Unamuno y las urracas

Acuarela de la serie Urracas, José Manuel Benítez Ariza.
por Eduardo Flores

Muy en el fondo da un poco igual lo que dijera Miguel de Unamuno en el Paraninfo de la Universidad de Salamanca. Quien lo leyó lo sabe. El intelectual siempre fue un objetivo de la estupidez (de la suya incluso, cabría decir). Es el complejo de la sinrazón. Después de todo, eso no es lo peor. Al caso, lo más terrible, es la intelectualidad de férreas convicciones, excesivamente coherente, tan cómodamente apoltronada.

Las cuestiones de escasa relevancia imponen en esta ocasión a la urraca como tema. Son las cosas que realmente me interesan. Tuvo a bien mi muy admirado -escritor y poeta sin embargo, nadie es perfecto- José Manuel Benítez Ariza (Cádiz, 1963. Ha escrito -escribe- por los codos hasta una treintena de libros, prosa y poesía, así como traducciones. Pasen y vean por aquí: Columna de humo) dedicar en estos días una entrada en Facebook, acuarelas y poema de por medio, un tiempito a este ave, por otro lado compañeras de mis jornadas: no pasa día sin breve contemplación de urracas. Frecuentan las inmediaciones de las naves graneleras que me salen al paso a diario.

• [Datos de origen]
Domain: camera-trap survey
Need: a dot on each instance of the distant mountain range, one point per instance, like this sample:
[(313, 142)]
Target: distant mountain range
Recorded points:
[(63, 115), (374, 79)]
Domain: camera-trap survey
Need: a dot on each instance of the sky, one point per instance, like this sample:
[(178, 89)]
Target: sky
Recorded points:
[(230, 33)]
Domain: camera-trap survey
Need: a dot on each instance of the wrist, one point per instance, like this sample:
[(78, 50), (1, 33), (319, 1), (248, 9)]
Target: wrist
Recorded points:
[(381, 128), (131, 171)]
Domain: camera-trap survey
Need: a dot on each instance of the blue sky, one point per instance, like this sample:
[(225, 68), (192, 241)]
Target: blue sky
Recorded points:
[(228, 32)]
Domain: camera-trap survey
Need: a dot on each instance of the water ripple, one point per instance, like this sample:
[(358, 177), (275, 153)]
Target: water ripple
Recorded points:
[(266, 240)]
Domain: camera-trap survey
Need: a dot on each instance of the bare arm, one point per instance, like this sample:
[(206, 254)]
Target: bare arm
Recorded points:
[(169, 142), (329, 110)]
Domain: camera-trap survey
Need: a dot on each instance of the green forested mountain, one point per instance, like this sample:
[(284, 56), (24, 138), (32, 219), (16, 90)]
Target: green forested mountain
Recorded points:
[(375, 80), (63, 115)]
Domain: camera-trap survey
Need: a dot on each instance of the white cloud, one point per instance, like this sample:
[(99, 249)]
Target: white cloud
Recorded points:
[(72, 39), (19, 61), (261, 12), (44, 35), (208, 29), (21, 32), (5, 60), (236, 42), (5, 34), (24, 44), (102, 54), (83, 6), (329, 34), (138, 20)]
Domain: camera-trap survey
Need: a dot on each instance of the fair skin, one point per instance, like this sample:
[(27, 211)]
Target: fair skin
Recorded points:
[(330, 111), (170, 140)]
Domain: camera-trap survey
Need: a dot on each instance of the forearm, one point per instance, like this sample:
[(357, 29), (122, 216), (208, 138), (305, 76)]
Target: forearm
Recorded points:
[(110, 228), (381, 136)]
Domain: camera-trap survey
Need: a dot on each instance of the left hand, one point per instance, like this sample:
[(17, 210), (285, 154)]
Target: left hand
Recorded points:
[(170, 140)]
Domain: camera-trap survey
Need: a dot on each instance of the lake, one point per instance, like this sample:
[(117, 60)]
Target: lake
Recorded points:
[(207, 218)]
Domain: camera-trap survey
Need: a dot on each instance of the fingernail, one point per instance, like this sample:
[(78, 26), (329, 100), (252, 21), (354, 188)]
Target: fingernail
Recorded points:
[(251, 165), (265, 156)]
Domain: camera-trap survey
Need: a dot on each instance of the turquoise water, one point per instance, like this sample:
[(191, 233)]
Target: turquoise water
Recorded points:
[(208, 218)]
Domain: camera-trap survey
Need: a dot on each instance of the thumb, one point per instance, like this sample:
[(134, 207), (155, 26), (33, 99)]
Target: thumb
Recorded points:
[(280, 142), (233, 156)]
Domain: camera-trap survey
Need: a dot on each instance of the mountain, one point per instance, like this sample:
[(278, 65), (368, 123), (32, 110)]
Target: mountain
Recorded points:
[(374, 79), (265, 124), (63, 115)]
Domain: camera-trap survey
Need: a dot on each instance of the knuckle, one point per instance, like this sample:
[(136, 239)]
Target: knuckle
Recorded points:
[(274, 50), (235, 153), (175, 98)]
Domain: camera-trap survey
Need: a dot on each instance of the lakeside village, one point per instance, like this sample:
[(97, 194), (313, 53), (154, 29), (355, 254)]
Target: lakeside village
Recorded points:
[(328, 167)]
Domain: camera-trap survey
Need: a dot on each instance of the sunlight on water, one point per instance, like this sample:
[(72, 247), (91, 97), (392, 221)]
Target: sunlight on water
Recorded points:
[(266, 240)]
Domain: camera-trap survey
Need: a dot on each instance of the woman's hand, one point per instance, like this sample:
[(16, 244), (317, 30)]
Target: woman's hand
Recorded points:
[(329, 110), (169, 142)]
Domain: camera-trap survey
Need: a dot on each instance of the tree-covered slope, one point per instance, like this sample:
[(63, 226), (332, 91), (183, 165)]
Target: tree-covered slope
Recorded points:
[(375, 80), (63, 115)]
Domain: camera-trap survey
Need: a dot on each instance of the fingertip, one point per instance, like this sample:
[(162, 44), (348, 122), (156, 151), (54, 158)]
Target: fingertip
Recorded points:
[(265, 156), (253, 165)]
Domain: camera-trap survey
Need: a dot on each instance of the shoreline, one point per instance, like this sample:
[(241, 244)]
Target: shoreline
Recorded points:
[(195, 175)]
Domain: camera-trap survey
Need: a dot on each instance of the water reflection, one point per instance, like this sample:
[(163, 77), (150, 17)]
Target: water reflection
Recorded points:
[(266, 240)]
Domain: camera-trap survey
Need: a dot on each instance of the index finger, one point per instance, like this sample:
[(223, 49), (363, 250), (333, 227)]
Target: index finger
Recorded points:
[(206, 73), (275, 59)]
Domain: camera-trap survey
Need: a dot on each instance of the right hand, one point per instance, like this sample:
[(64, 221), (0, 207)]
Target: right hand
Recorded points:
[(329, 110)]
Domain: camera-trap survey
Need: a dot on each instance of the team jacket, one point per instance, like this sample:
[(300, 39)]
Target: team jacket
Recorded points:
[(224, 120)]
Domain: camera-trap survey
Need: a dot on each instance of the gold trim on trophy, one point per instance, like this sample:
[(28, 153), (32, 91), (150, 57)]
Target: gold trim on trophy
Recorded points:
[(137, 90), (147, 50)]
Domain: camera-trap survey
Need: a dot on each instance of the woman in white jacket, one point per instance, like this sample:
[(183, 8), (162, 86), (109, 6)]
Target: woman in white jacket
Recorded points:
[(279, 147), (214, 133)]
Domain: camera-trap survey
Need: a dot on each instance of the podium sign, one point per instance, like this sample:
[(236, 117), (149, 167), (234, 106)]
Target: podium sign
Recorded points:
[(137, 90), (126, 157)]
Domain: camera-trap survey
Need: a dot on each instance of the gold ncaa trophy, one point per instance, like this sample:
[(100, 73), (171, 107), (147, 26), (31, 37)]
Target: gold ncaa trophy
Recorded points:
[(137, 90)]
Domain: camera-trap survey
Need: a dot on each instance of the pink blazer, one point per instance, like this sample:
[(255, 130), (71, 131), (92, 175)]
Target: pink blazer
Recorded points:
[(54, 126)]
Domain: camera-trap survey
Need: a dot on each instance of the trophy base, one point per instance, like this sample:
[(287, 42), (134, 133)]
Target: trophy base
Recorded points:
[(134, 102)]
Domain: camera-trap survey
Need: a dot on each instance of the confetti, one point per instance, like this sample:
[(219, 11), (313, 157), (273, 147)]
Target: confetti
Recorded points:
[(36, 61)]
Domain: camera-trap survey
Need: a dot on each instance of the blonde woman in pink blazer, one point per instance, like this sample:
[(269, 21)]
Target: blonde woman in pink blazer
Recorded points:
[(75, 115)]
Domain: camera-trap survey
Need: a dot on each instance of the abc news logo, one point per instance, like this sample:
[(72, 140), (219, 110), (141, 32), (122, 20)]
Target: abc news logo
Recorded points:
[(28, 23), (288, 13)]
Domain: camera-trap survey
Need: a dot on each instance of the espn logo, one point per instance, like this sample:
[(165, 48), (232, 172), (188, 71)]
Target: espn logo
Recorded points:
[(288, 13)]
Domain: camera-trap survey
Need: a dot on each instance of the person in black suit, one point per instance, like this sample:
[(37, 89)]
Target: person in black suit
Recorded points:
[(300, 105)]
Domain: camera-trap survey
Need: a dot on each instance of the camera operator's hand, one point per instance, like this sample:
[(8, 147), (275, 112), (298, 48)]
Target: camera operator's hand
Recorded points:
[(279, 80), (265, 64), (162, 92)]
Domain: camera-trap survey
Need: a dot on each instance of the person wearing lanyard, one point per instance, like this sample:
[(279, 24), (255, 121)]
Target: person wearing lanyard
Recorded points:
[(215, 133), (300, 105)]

• [INSTRUCCIONES]
A. Según el texto sobre Unamuno y las urracas, ¿cuántos libros ha escrito José Manuel Benítez Ariza?
B. Reproduzca el texto sobre Unamuno y las urracas desde "por Eduardo Flores" hasta "tan cómodamente apoltronada.", ambos incluidos, cambiando "Paraninfo" por "Aula Magna".
C. Prosiga el texto sobre Unamuno y las urracas a partir del punto en que termina.

• [RESULTADOS POR TAREA]
A. Hasta una treintena de libros, de prosa y poesía, además de traducciones.

B.
por Eduardo Flores

Muy en el fondo da un poco igual lo que dijera Miguel de Unamuno en el Aula Magna de la Universidad de Salamanca. Quien lo leyó lo sabe. El intelectual siempre fue un objetivo de la estupidez (de la suya incluso, cabría decir). Es el complejo de la sinrazón. Después de todo, eso no es lo peor. Al caso, lo más terrible, es la intelectualidad de férreas convicciones, excesivamente coherente, tan cómodamente apoltronada.

C.
Hay quien dice de ellas que en ocasiones les da por atacar al humano (cuentan con mi perdón de ser cierto, y con mi envidia). Contradice el gusto de observarlas sin riesgo hasta la fecha, allá sobre el verde de los pinares próximos al monasterio de La Rábida, por decir. Tan cerquita la Ría de mis amores y ratos de pesca. Recuerdos de Baudelaire que me vienen, que también le dio por esto de pajarear por escrito y en verso: «A menudo, para divertirse, suelen los marineros/ dar caza a los albatros, vastos pájaros de los mares,/ que siguen, indolentes compañeros de viaje,/ al barco que se desliza sobre los amargos abismos.»

El poema de José Manuel es preciso en tanto se corresponde con mis ensoñaciones de observador alienígena de estas aves, empero, investigador de asuntos de escasa relevancia. Quiero decir, cualquiera cosa que dijera Unamuno el día en que decretaba supuestamente la muerte de le inteligencia, es, debe de ser, verdad incuestionable. Más que nada porque en ninguna de las versiones creíbles de aquello, el sumo pontífice de las letras entonces, se vende a la barbarie. Del mismo modo, pienso, la urraca nunca ataca, si no es por motivo sobradamente justificado. Se le debieron tocar mucho los cojones a don Miguel aquel día, pienso. La urraca no posee nunca una verdad tangible. Se las ve tan capaces de atacar como de lo contrario, son como gatos sin alas. Sus colores, eso sí, las delatan. A don Miguel de Unamuno lo delataba una infranqueable permeabilidad. Era inteligencia en movimiento. Algo que no podía sino insultar al tullido intelectual de Millán Astray y sus acólitos y sus herederos, que seguimos padeciendo hoy en día: Santi Abascal, Ortega Smith, Casado y Rivera. Tipejos estos que deben de reaccionar con urticaria severa todo libro que no esté firmado por César Vidal.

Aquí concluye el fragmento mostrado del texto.